▶ [Activity]: Line by line, restate the material word for word, omitting any image.

▶ [Records supplied]:
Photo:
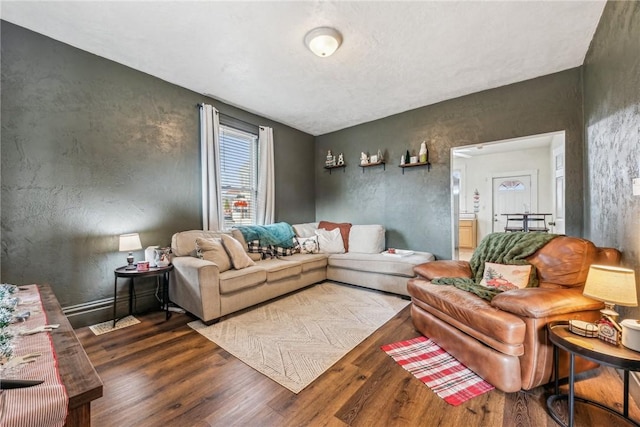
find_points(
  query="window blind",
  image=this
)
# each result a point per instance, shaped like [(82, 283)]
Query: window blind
[(238, 175)]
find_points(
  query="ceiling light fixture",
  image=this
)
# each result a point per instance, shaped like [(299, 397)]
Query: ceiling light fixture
[(323, 41)]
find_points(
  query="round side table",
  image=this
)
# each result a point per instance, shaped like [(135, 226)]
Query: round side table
[(158, 272), (593, 349)]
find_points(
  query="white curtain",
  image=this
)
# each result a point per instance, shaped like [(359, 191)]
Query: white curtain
[(212, 212), (266, 179)]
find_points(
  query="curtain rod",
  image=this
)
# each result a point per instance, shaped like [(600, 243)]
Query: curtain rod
[(233, 118)]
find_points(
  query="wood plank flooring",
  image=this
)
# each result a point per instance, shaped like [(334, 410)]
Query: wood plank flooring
[(162, 373)]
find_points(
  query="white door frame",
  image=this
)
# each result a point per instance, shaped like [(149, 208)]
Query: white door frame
[(533, 173)]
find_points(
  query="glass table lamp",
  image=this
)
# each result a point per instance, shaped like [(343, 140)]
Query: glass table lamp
[(612, 285), (129, 243)]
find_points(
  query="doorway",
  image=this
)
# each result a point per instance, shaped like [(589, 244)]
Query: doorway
[(477, 165), (513, 193)]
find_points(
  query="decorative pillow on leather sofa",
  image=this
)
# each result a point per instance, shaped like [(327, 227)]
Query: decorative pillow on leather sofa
[(330, 242), (505, 276), (344, 227), (308, 245), (212, 250)]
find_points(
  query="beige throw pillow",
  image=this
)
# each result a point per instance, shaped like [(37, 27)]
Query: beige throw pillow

▶ [Result]:
Photo:
find_points(
  query="window blind",
  image=this
)
# each result a point per instance, shaped like [(82, 283)]
Query: window blind
[(238, 175)]
find_points(
  query="ceiling light fixture",
  image=this
)
# each result a point per instance, shaped like [(299, 397)]
Query: ceiling light fixture
[(323, 41)]
find_points(
  query="round side table",
  image=this
)
# each result a point per instance, shaped like [(135, 226)]
Query: round side table
[(158, 272), (593, 349)]
find_points(
  query="white curtain",
  image=this
)
# each result a point per instance, shaped like [(359, 191)]
Query: white curtain
[(212, 212), (266, 179)]
find_points(
  query="curtain rod",
  image=this
)
# each result a point per instance, shaped like [(600, 243)]
Query: curtain rod
[(233, 118)]
find_points(
  query="wood plank flooring",
  image=this
)
# each result a point per instance, shaped like [(334, 410)]
Query: wood plank flooring
[(162, 373)]
find_points(
  query="white door frame",
  image=this
)
# each result a point per instance, shaped like [(149, 208)]
Query: white door frame
[(533, 173)]
find_points(
  query="glass table lamp",
  image=this
)
# each result a point per instance, shaped like [(343, 140)]
Query: glass table lamp
[(612, 285), (129, 243)]
find_points(
  query="doorway",
  image=this
)
# each result a point per instance, shaped like [(589, 244)]
Query: doorway
[(477, 165), (513, 193)]
find_points(
  query="decorative pillow on leather sofa",
  image=this
)
# each result a point per instance, shaped like [(327, 227)]
Query: decorative pillow on leather sofa
[(330, 242), (505, 276), (344, 227), (308, 245), (212, 250)]
find_points(
  query="beige throw pillow",
  image=this
)
# each result a point per instance, shaped like [(37, 27)]
Query: beige throw pillow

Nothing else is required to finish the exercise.